» **Given passage**
•••
Hip, hip hooray | Action Medical Research

Touching Lives - July 2008

Hip, hip hooray

Even today Matthew doesn’t come close to fitting the typical profile for a hip replacement patient. At 38 he is still almost half the national average age for those undergoing the procedure. But while most recipients of new hip joints are in their mid sixties or older, Matthew had undergone two major hip operations by the age of 25.

Throughout his late teens Matthew, from Bedfordshire, had the niggling feeling that something was wrong. He constantly felt tired and had a nagging pain in his right hip, but he put it down to playing a lot of sport. He never imagined the two symptoms might be connected.

While at university, feeling he could no longer blame his extreme lethargy on typical student exploits, he began a series of visits to his local doctor surgery. “One doctor asked if there was anything else wrong. ‘No’, I replied ‘nothing. Just a pain in my hip.’ I was used to a bit of pain — you always ache after a game of rugby — plus I was only 21, so I really didn’t think it could be anything serious.”

The doctor, however, had other ideas and began a series of tests. These led to the shocking discovery that the ball of his right hip was so severely worn it would need replacing. “I was told that your body deals with inflammation in a similar way to infection and this, along with the pain itself, is what wears you out.”

In spring 1993, Matthew had his first hip replacement operation, aged just 23. “The relief from the pain was instantaneous — simply amazing!” he recalls. “It is only when a constant, wearing pain like that is gone that you realise how much you have actually been suffering.”

Doctors classed Matthew’s condition as arthritic but never established exactly what had caused the joint to wear out. Whatever the reason, a couple of years later the left hip went the same way, so that too was replaced.
•••
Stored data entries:
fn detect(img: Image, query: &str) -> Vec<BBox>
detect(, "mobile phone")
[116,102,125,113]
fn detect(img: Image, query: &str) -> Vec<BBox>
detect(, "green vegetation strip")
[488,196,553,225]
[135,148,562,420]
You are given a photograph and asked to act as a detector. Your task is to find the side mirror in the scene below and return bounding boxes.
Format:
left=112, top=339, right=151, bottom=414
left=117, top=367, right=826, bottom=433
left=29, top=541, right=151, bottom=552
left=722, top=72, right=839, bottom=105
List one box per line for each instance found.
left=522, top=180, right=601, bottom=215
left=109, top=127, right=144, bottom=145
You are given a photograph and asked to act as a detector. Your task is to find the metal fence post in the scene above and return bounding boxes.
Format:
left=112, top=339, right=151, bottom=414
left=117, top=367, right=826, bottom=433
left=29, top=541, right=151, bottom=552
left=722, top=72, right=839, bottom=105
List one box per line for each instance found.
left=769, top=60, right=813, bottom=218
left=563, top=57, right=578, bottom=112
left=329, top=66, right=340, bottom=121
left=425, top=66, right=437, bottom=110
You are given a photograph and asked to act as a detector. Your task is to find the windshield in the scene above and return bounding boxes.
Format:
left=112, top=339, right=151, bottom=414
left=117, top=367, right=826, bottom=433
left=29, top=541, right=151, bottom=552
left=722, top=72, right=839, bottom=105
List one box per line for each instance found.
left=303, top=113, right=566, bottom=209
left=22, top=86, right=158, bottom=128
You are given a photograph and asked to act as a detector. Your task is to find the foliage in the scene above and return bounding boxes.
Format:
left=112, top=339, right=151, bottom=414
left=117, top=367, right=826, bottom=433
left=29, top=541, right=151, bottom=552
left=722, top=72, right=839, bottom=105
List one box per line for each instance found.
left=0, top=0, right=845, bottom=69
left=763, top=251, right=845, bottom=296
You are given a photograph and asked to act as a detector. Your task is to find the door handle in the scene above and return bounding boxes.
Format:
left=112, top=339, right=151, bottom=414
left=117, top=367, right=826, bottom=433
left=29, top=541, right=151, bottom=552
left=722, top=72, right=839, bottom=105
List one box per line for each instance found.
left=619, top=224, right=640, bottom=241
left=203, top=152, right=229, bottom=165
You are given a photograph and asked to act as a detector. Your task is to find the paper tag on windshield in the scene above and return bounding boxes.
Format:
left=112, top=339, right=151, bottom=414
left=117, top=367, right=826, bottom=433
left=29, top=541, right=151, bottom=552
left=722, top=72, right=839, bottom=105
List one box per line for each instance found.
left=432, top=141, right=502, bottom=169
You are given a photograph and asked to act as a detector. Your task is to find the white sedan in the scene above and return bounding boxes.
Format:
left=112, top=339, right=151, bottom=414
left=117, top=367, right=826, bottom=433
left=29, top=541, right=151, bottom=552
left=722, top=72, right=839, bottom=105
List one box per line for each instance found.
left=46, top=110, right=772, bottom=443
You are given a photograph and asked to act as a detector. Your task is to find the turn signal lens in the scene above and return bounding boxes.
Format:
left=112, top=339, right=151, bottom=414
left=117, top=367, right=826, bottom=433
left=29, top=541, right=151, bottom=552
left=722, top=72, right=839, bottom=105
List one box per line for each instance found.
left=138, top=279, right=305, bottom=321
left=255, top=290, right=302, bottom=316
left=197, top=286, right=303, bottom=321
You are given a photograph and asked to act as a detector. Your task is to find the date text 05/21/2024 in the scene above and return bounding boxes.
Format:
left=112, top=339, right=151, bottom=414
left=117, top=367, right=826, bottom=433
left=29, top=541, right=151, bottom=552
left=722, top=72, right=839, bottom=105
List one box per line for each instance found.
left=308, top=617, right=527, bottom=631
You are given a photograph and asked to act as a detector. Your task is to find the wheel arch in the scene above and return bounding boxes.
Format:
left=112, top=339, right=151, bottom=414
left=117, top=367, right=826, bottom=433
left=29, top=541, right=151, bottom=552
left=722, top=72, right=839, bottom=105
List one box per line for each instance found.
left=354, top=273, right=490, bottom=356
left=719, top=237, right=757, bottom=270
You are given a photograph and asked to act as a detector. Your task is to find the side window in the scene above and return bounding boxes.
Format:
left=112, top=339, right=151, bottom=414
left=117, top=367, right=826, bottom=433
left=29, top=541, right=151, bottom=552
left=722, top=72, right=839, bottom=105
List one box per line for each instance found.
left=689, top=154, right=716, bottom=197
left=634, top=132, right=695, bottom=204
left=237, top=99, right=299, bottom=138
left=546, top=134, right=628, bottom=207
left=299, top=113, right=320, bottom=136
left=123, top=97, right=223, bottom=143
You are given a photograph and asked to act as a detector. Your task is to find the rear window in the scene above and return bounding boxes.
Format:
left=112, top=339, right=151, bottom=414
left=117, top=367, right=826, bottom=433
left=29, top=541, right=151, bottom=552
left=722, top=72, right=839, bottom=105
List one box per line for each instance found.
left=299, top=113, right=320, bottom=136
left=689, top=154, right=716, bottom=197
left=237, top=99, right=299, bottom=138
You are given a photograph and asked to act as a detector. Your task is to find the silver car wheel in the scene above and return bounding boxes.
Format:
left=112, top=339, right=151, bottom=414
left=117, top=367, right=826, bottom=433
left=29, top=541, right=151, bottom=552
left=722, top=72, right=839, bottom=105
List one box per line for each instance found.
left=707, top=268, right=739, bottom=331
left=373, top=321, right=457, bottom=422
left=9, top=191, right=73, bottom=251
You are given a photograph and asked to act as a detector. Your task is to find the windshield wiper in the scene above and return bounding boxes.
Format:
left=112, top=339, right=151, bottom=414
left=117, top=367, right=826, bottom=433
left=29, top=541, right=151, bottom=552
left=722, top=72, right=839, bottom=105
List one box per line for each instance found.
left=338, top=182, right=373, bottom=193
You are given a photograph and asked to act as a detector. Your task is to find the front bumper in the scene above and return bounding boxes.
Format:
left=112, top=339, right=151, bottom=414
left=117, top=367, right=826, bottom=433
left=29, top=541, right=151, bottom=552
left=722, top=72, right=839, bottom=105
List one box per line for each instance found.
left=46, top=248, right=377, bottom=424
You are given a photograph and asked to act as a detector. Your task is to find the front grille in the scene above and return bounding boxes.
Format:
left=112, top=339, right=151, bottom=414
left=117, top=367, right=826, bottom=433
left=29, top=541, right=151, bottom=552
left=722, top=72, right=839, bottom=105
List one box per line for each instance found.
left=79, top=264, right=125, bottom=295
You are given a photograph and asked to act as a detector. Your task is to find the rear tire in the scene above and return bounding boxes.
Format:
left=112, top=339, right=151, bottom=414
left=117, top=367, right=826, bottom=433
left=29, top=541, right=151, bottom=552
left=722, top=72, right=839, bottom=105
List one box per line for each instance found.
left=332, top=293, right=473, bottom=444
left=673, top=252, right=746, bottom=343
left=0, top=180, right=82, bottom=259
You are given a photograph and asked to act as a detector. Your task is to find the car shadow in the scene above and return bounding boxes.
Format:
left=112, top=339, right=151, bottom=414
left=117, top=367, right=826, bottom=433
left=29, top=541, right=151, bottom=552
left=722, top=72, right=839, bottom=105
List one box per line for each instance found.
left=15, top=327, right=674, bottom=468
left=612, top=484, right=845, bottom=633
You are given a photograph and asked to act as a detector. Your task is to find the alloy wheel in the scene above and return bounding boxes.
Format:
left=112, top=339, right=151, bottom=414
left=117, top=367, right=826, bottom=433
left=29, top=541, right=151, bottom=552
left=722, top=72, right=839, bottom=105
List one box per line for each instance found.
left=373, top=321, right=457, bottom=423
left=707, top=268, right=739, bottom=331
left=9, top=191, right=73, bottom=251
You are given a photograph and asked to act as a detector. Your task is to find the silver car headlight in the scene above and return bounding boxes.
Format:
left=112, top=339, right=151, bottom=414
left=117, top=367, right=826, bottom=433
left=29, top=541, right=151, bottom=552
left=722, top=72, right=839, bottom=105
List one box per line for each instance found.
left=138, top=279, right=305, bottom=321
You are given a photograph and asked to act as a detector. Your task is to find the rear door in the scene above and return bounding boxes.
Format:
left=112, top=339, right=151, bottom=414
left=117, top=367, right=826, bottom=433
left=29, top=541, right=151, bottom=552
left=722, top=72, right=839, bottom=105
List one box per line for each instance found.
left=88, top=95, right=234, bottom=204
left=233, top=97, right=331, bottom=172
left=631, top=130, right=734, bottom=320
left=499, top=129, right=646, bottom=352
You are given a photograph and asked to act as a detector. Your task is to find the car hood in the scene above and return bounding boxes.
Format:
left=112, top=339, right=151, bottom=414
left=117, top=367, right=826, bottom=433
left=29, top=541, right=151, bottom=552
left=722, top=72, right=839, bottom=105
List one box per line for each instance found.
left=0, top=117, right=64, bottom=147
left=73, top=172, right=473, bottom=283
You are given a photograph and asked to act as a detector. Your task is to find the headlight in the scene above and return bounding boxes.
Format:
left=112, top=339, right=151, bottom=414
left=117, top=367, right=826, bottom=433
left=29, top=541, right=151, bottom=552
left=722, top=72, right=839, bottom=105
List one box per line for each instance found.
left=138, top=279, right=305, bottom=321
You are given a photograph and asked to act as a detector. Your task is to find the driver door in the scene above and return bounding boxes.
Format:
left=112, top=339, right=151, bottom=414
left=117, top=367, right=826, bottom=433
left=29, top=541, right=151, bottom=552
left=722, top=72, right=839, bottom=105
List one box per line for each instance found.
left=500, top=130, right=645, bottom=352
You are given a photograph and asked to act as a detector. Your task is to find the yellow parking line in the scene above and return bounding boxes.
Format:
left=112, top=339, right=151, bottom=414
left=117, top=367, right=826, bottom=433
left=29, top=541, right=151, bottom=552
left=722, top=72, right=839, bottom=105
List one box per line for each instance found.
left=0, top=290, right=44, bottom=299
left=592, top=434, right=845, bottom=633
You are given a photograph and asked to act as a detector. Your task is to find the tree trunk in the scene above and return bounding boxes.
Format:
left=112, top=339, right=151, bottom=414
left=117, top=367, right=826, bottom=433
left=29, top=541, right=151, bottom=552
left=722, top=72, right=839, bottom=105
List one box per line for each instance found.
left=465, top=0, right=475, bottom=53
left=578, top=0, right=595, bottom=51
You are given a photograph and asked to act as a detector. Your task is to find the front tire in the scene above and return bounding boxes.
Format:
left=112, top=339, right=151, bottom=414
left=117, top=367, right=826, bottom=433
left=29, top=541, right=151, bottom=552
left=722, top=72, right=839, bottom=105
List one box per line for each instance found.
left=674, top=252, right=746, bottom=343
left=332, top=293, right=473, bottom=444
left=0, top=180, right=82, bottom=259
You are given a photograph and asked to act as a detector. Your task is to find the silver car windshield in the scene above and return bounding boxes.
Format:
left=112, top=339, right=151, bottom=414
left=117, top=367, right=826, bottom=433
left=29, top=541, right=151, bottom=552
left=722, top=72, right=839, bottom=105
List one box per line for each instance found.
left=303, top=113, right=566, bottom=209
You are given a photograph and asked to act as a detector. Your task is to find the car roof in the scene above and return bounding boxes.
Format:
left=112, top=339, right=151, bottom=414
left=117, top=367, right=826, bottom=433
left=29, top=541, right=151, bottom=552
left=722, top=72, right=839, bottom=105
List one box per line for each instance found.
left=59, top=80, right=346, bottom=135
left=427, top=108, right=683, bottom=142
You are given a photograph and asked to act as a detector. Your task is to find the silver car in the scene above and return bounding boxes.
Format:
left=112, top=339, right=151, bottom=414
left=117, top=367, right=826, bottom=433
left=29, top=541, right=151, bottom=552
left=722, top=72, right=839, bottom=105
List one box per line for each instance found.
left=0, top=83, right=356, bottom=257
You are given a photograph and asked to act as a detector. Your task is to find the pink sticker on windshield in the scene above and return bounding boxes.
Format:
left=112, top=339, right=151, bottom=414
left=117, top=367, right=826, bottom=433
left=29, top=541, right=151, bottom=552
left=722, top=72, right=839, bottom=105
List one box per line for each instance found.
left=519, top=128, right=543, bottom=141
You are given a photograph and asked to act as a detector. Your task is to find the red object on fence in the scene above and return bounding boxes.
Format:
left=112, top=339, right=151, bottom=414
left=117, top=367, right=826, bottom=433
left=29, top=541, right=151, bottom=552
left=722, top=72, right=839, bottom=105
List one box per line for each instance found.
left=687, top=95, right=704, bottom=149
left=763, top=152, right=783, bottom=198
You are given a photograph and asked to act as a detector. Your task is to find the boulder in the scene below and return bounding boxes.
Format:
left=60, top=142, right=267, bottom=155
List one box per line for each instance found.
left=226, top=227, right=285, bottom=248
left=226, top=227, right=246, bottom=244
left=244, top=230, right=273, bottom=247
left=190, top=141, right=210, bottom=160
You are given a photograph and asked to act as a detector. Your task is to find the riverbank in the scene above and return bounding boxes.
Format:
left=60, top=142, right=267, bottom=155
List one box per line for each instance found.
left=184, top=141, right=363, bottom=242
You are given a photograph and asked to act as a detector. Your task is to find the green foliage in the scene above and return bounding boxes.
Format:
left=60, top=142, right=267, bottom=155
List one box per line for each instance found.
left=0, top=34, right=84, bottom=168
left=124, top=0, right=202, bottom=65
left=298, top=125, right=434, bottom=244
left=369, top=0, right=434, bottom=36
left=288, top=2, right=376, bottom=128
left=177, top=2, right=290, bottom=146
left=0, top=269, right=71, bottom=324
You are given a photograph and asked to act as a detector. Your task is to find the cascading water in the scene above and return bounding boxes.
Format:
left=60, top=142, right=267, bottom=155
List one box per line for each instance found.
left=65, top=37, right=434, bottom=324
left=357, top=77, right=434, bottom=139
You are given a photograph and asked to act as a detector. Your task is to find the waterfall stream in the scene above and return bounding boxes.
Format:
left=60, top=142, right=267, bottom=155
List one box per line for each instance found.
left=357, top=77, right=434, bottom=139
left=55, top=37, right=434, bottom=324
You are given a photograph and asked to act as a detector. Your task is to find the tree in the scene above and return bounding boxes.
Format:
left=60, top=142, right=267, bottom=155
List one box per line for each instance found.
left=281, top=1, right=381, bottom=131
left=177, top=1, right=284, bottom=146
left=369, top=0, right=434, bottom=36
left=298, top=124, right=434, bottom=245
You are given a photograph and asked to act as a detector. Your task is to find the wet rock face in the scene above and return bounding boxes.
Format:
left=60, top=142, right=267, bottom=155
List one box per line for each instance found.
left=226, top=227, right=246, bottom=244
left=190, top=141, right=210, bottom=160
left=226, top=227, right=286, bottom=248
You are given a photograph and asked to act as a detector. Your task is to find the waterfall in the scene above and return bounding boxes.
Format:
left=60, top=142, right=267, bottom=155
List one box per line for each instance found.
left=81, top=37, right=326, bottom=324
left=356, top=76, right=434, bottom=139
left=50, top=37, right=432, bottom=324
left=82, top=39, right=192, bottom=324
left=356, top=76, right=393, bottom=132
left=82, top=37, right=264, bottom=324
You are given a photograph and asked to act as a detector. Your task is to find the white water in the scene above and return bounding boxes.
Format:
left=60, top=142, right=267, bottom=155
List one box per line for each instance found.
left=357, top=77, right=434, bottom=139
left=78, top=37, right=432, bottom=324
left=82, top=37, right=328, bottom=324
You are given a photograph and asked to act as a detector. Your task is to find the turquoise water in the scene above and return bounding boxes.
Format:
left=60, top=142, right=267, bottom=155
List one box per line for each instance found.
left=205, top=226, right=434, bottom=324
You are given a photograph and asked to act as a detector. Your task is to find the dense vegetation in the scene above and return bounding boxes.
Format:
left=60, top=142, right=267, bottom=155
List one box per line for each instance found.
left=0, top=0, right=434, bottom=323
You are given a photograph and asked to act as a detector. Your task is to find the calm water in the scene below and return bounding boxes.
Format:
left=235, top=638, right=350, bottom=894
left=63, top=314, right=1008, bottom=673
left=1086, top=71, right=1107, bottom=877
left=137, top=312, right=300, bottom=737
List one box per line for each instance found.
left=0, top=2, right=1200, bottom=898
•••
» **Problem set**
1) Translate this sentence from the hip replacement story into Spanish: "He never imagined the two symptoms might be connected."
2) Please pick up the hip replacement story after its final sentence and carry it forward.

» **Answer section**
1) Nunca imaginó que los dos síntomas pudieran estar relacionados.

2)
Over the last three years Matthew has had a couple of “tweaks” to the joints: a new lining put in the original hip prosthesis — which is still going strong after 15 years — and a new socket on the left side. Thankfully, there have been no signs of the arthritic condition in any of his other joints.

In total Matthew has had five operations on his hips in the last 15 years. “I’ve had more work on my hips than most people have in a lifetime, but I still consider myself very lucky,” he says. “I’m now 38 and feel better than I did when I was 21! How many people can say that?”

In fact, Matthew feels so good he is taking part in our London to Paris bike ride this month. Matthew will join 400 cyclists to cover 300 miles over four days — pretty amazing when you think that without surgery he may not even have been able to walk, let alone cycle.

Matthew says, “I am incredibly aware of the benefits I’ve received as a consequence of work supported by Action Medical Research. If I can raise some money — and manage to do it by pedalling to Paris with my two metal hips — that has to be a good thing.”